### Seçilen bölüm
-=-=-
Son Güncelleme: Pazar 08.01.2012
Afgan Elvis Presley'i melekler koruyor
Faryad Darya, 'Afgan Elvis Persley' olarak anılıyor. 49 yaşındaki Darya "Ben şeytandan çok, meleklere inanırım. Şimdilik hayattayım ama çalıştığım birçok kişi, benim de olay yerinde bulunduğum saldırılarda can verdi," diyor
- Afganistan'da müzik ile uğraşmak zor görünüyor. Sizse 35 yıldır müzikle uğraşıyorsunuz.
- Müzik kariyerime 14 yaşındayken, Kunduz bölgesinde başladım. İlk önce Afgan-Hindu ve Batı Klasik müziği yapıyordum. Yazdığım klasik müzik parçalarıyla Afgan TV'lerinde boy göstermeye başladım. Kendini müziğe adamış biri olarak, politik nedenlerden dolayı sadece belirli kesimin ilgisini çeken klasik müzikten kısa sürede uzaklaştım. Ülkenin geneli geleneksel müzikle ilgiliydi. İnsanların acılarını yansıtmak istiyordum. Daha çok kabul gören tarz, daha çok acı demekti. Böylece halk müziği ile popu birleştirerek 'Baran / Yağmur' isimli bir grup kurdum ve dünya müziğimle ilgilenmeye başladı. Ülkemizdeki 'kukla rejimlere' isyanımı dünya duyuyordu. Bir sonraki adımım ise halk müziği-pop sentezine rock katmak oldu. Şimdi bu akım, Afganistan'da milyonlara ulaşıyor ama bunları yapmak hiç de kolay olmadı. En çok zorlandığım ise bu kadar tutucu bir toplumda yaşayanların beyinlerini değiştirmek oldu. Ama sonunda başardığımı düşünüyorum.
2003'E KADAR SÜRGÜNDE YAŞADIM
- Sürekli Afganistan'da mı yaşıyorsunuz? Daha iyi bir kariyer için ülkenizi terk etmeyi düşündünüz mü?
- Eşim ve oğlumla Washington'da yaşıyoruz. Ama kaderim ve görevim gereği ben genelde Afganistan'dayım. Vaktimin çoğunu Kabil'de geçiriyorum. Yeni bir müzik yapmak için 1990'da Afganistan'dan ayrıldım. Avrupa'daki teknolojiyle yeni müzikler yaptıktan sonra Kabil'e dönmek niyetindeydim. Hiçbir zaman sürekli Batı'da yaşamak istemedim. Ancak o dönemde mücahitlerin gelişiyle Afganistan'da durum çok karışıktı. Müzik yasaklandı. Hiçbir özgürlüğüm kalmadı. 2003'e kadar sürgünde yaşamak zorunda kaldım. O tarihte de ülkeme geri döndüm.
KONSERDE 15 BİN AFGAN KADIN VARDI
- Konserleriniz sürekli saldırılara hedef oluyor ama siz hâlâ koruma kullanmıyorsunuz. Öldürülmekten korkmuyor musunuz?
-=-=-
### Görev yönergesi
Faryad Darya röportajını kaldığı yerden sürdürün. Ardından gelen liste, Faryad Darya röportajından ayrı bir malzemedir.

### Gösterilen veriler
-=-=-
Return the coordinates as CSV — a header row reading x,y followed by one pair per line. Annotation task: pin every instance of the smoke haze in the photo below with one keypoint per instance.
-=-=-
### Sonuç
- Ben hayalperestim. Şeytandan çok, meleklere inanırım. Ülkenin en tehlikeli bölgelerinde bile korumasız geziyorum. Amacım milyonlarla etkileşim içinde olmak. Şiddetin ayyuka çıktığı yerlerde, kötülüğe karşı buzları eritmek için şarkı söylüyorum. İsyancılar kötü niyetli oldukça ve sadece öldürmeyi istedikleri sürece Afgan halkı benim barış için yaptıklarıma daha da çok inanacak. Şimdilik hayattayım ama çalıştığım birçok kişi benim de olay yerinde bulunduğum saldırılarda can verdi.
- Afganistan'ın Elvis Presley'i olmak nasıl bir duygu. Size neden Afgan Elvis Presley diyorlar?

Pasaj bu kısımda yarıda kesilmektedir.